- **Work required**:
Retype all of the entries precisely.
(Beginning of Data)
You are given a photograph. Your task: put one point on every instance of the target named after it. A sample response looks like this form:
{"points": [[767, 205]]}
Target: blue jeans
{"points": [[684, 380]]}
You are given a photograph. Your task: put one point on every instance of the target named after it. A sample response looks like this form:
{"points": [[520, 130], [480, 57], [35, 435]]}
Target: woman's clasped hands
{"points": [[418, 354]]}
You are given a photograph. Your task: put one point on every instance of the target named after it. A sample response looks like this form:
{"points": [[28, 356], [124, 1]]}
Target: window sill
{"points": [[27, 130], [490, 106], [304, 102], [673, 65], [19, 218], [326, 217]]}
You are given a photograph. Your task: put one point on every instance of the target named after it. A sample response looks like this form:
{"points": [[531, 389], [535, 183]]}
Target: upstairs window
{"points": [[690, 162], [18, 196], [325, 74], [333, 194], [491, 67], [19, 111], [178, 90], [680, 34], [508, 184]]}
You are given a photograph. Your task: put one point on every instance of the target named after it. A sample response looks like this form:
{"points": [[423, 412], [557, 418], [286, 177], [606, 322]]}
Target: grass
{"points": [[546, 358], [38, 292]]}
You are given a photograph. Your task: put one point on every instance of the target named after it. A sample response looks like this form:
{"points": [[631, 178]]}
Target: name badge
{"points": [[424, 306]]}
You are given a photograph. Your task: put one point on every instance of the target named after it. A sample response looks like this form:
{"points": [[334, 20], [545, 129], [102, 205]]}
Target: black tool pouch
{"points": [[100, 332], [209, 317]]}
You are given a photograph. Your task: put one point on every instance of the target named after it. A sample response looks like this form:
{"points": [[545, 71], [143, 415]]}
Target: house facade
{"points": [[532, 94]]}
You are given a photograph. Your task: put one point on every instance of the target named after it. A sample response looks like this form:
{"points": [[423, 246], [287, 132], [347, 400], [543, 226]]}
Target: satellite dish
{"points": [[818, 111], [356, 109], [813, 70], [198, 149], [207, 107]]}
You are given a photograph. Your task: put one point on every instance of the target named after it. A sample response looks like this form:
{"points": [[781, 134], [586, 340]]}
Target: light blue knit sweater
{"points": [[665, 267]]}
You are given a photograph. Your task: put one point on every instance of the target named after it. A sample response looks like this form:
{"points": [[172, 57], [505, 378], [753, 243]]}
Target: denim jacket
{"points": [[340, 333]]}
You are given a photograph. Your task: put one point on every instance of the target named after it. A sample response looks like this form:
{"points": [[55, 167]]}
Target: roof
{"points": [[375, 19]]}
(End of Data)
- **Written response**:
You are given a photograph. Your task: put one point on every instance of the target named after it. A sample response looks like this form:
{"points": [[767, 205]]}
Target: blue jeans
{"points": [[684, 380]]}
You are given a photograph. Your task: put one point on every instance of the target named after it. A sample response looks like this form:
{"points": [[520, 130], [480, 57], [35, 435]]}
Target: woman's clasped hands
{"points": [[418, 354]]}
You are given a photograph. Your task: put one point on every instance of the target named after it. A sample response looks like this form:
{"points": [[28, 356], [124, 1]]}
Target: window sill
{"points": [[27, 130], [490, 106], [304, 102], [673, 65], [19, 218], [326, 217]]}
You are given a photograph. Your task: put one point on every instance of the target named after it. A sample response looks like this form:
{"points": [[531, 389], [535, 183]]}
Target: upstairs window
{"points": [[690, 162], [18, 196], [325, 74], [333, 194], [491, 67], [19, 111], [178, 90], [680, 34], [508, 184]]}
You are given a photograph. Your task: put one point on every instance of the target named after it. A sample response looks like this form:
{"points": [[423, 412], [557, 418], [286, 177], [606, 322]]}
Target: grass
{"points": [[546, 358], [38, 292]]}
You are given a photograph. Your task: put one point on every instance of the target named after it. A sample response looks like this form:
{"points": [[631, 178]]}
Target: name badge
{"points": [[424, 306]]}
You are given a photograph. Your task: put one point on every instance of the target named after it. A sample response looks like this form:
{"points": [[334, 20], [545, 129], [102, 205]]}
Target: black tool pouch
{"points": [[100, 332], [209, 317]]}
You are given a photograph. Your task: put one point on every instance of the target named after it. A sample response looks like this form:
{"points": [[545, 71], [143, 415]]}
Target: house facade
{"points": [[532, 94]]}
You are given a photograph. Your task: put one point on every instance of the target named after it. A sample response looks like this form:
{"points": [[423, 246], [287, 132], [347, 400], [543, 226]]}
Target: satellite dish
{"points": [[818, 111], [356, 109], [813, 70], [198, 149], [207, 107]]}
You are given a photograph. Your task: put one point on every instance of the target named after it. A sample response looks like this form:
{"points": [[781, 134], [586, 340]]}
Target: light blue knit sweater
{"points": [[665, 267]]}
You are given a photograph. Your task: put one point on every instance of the target named after it. A sample response looks like this form:
{"points": [[172, 57], [505, 378], [753, 243]]}
Target: denim jacket
{"points": [[340, 333]]}
You are given a photograph. Your task: put one point on every instance of the target named after it. A sample response looks like this form:
{"points": [[55, 167]]}
Target: roof
{"points": [[375, 19]]}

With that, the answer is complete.